:: Document text
For example, it was reported that we had full employment in NI, which sounds very positive. It has also been continually reported that the economy was recovering and growing over the past number of years. Some even saying that we were out of recession. However, in my work I could see that people were struggling and that we were sending more and more people to Food Banks. What people were presenting with in the advice centre did not match all the positive news that was being reported.
I had known Tony for a while, and he had told me about the economics course he taught in the community in Dublin. I thought it was a great idea and that we needed courses like this in Belfast. Aditya Chakrabortty’s article about a community economics courses in Manchester strengthened my resolve that we needed our own course here.
Since the banking crisis in 2008 we have had a policy of austerity. The voluntary and community sector continually deals with the ‘side effects’ of this policy. We have witnessed growing poverty and people being treated by the government in ways that I could never have imagined prior to 2008. In my work, I see how the social security system subjects people to conscious cruelty. We have Food Banks, and the numbers using them continue to grow. Yet, there is no outcry from the sector or from civic society.
I have long asked myself why this is. I think some people believed, and continue to believe, what the coalition government told us in 2010; that there was/is no other way and that we all needed to ‘tighten our belts.’ Others may think that bringing about change is impossible.
Increasing economic literacy will help people to see that there is nothing natural about the way things are. It is a system; there have been different systems; but this one is not working for the many. Most importantly there are alternatives.
I hope that economic literacy will give people the confidence to discuss economic policy with their elected representatives and to hold them to account. I hope it will help people to believe that they can have legitimate ideas about how the economy can work. It does not have to be left to the so-called experts. Lastly, I hope it will encourage people to understand that they can take action in their own communities that will contribute to a better local economic strategy.
All four course sessions were very enjoyable and stimulating. Tony prepared material that allowed us to understand the current economic system. It made economics come to life and demystified terms such as ‘externalities.’ It also prompted some great discussions among the group.
The group was mostly made up of women working in the community in some way, and one man from the private sector. Everyone had something to contribute from their own experience of the economy.
There were some great lightbulb moments, especially when we did the session on the creation of money and some people realised that not only does the ‘money tree’ exist, but there are in fact two!
::::
:: Extracted material
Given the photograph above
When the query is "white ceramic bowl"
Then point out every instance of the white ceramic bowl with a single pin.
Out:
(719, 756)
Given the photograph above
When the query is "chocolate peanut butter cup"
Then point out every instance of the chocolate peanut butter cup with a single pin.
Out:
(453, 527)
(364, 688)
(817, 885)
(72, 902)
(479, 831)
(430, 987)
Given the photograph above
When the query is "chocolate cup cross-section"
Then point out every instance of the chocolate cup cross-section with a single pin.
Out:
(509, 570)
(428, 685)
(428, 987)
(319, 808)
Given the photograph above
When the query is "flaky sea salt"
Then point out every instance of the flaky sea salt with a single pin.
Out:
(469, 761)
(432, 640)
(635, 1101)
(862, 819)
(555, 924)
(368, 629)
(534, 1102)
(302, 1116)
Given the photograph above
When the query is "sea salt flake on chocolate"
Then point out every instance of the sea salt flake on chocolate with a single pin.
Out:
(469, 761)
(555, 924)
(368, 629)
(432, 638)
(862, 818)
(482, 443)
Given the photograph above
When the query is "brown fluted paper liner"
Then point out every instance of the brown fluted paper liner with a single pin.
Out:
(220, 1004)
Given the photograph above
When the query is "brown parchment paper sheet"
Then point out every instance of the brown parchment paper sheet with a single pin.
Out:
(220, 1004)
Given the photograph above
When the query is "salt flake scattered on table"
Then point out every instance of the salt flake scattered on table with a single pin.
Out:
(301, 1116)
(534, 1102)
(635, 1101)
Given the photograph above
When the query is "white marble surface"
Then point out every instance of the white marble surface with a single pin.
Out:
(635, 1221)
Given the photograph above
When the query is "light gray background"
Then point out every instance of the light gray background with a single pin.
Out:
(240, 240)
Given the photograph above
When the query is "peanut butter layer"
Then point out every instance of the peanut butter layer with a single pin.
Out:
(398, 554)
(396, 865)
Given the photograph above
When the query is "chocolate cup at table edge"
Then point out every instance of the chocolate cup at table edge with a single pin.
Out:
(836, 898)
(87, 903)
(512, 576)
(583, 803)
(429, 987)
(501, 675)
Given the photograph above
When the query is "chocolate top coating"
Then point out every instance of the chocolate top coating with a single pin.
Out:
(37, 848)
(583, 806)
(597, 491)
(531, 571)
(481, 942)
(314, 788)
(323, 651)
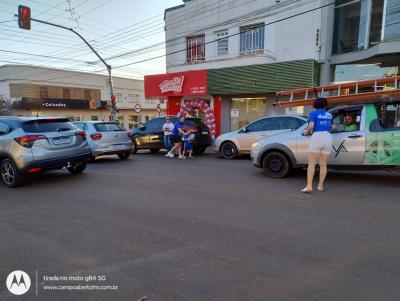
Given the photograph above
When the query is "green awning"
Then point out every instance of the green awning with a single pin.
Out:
(266, 78)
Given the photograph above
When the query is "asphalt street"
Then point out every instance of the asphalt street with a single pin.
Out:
(202, 229)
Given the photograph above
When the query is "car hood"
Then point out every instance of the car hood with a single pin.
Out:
(282, 137)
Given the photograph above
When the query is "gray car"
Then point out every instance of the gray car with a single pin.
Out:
(106, 138)
(35, 144)
(239, 142)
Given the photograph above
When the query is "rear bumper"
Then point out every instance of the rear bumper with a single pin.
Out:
(56, 163)
(111, 150)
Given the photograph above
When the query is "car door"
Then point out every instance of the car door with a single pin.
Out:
(348, 147)
(383, 136)
(156, 135)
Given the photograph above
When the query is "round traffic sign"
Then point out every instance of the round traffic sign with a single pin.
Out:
(138, 108)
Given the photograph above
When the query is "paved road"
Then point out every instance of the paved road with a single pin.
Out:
(204, 229)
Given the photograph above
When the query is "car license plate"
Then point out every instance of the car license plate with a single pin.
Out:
(62, 140)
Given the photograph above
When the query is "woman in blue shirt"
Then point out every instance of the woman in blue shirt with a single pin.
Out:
(320, 145)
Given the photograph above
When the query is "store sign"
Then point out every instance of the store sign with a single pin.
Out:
(172, 85)
(190, 83)
(138, 108)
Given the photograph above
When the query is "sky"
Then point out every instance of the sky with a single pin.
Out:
(122, 31)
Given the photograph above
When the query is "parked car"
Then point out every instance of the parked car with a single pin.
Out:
(374, 143)
(150, 135)
(35, 144)
(239, 142)
(106, 138)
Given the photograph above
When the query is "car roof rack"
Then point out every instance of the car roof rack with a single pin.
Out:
(355, 92)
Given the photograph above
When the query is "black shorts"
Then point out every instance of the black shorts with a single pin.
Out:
(175, 139)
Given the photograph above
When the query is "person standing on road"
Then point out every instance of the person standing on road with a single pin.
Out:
::::
Set problem → Name every place mentioned in the text on the community economics course.

Full output → NI, Dublin, Belfast, Manchester